PROBLEM TO SOLVE: Only one span of the listing below is wanted: the lines from the one with "x=192, y=451" through the one with "x=93, y=236", reproduced exactly, both ends kept.

※

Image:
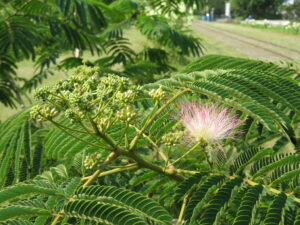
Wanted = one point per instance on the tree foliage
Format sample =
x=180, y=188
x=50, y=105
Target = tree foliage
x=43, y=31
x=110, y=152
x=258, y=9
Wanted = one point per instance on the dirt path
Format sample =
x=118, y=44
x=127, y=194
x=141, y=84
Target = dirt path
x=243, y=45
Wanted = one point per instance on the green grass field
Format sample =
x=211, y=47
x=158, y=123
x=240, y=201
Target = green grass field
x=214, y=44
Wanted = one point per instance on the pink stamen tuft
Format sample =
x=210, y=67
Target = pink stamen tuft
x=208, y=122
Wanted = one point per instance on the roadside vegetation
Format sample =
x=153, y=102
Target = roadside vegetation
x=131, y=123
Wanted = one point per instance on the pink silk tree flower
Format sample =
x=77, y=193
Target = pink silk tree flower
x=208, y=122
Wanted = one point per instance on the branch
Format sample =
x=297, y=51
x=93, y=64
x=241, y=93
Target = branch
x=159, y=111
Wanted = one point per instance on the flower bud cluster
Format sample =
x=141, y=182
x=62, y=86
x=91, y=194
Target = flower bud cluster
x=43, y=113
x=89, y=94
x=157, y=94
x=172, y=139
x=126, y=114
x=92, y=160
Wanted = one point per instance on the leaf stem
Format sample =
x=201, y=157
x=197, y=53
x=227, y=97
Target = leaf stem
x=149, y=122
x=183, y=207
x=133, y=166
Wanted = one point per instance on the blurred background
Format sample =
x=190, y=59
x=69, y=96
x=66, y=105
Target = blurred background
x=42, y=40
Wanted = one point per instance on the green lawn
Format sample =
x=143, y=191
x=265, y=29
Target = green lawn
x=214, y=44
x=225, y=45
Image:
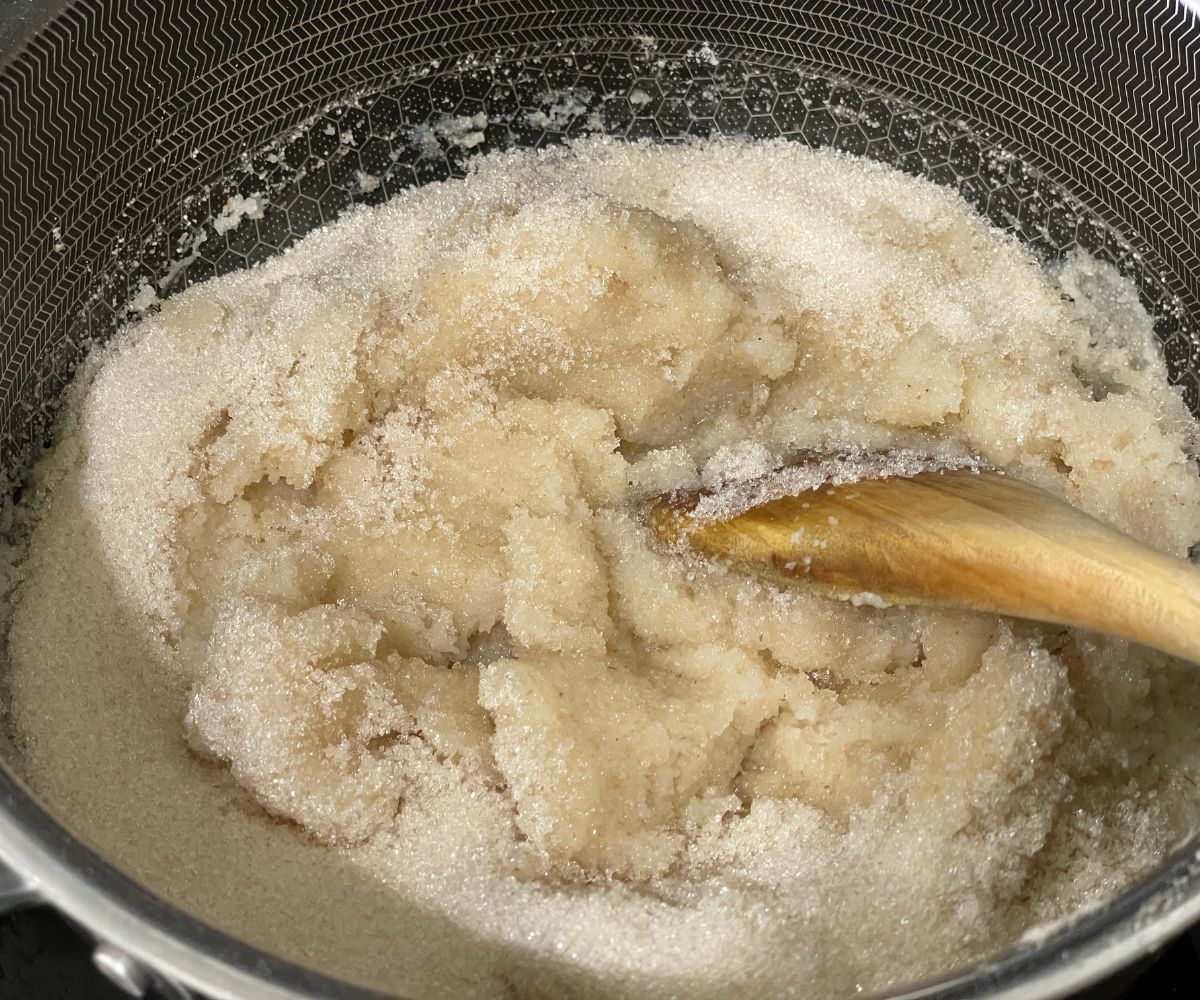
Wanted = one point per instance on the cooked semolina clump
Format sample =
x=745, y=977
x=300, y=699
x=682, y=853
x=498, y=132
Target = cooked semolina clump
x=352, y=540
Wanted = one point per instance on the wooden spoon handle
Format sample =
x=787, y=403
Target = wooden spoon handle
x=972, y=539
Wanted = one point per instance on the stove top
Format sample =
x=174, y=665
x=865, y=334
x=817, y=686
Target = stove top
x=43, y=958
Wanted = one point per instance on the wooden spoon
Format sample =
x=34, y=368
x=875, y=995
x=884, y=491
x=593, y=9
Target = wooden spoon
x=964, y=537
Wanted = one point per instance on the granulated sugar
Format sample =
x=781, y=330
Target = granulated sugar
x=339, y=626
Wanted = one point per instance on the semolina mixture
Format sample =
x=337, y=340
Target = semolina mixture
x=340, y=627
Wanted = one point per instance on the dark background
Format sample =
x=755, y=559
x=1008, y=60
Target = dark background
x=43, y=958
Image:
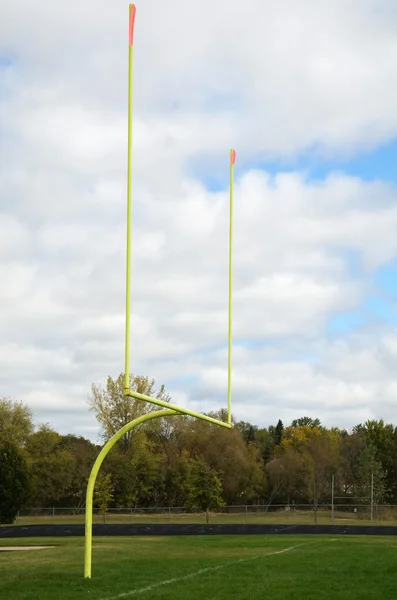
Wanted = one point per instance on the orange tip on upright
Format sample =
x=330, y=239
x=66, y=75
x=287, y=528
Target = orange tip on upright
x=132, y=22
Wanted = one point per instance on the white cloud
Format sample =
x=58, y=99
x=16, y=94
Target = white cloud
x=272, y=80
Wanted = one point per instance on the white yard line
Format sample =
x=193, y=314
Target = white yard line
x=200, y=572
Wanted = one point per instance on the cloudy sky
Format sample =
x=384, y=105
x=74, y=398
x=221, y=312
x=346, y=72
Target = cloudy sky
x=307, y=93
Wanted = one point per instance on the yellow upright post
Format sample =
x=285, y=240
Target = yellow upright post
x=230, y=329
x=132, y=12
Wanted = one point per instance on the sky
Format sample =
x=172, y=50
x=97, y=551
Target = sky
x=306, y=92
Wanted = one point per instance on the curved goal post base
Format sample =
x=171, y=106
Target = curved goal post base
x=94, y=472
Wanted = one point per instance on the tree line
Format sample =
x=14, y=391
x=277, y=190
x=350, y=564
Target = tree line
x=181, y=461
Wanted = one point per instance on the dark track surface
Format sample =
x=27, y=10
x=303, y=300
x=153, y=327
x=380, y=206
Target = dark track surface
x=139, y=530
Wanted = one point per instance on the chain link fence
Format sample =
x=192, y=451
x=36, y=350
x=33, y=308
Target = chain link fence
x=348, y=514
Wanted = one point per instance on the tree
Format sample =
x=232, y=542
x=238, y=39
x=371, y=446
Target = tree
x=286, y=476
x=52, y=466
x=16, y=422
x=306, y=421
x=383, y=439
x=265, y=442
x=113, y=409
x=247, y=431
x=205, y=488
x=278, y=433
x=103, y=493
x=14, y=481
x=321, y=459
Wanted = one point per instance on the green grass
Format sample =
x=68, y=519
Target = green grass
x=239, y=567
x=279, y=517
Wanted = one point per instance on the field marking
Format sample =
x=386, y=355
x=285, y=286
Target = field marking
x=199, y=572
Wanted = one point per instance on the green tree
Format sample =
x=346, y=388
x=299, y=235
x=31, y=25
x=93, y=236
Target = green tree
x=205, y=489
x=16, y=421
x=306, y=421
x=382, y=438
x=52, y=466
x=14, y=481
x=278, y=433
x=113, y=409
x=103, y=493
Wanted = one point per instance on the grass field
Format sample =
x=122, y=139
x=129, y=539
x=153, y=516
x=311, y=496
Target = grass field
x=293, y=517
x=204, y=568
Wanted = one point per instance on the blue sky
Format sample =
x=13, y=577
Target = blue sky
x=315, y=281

※

TASK OUTPUT:
x=192, y=451
x=36, y=350
x=33, y=308
Target = chain link fence
x=348, y=514
Wanted = one point per instance on the tree
Format sample =
x=232, y=542
x=238, y=39
x=371, y=446
Target = tree
x=286, y=476
x=52, y=466
x=16, y=422
x=306, y=421
x=383, y=439
x=265, y=442
x=113, y=409
x=247, y=431
x=205, y=488
x=278, y=433
x=103, y=493
x=14, y=481
x=321, y=459
Wanted = one point per instance on the green grass
Format sample =
x=68, y=519
Target = green grass
x=239, y=567
x=279, y=517
Wanted = one point per instance on the field marking
Format sample =
x=386, y=355
x=285, y=286
Target = field marking
x=199, y=572
Wanted = one point per instance on the green tree
Format sample =
x=346, y=388
x=299, y=235
x=31, y=25
x=93, y=236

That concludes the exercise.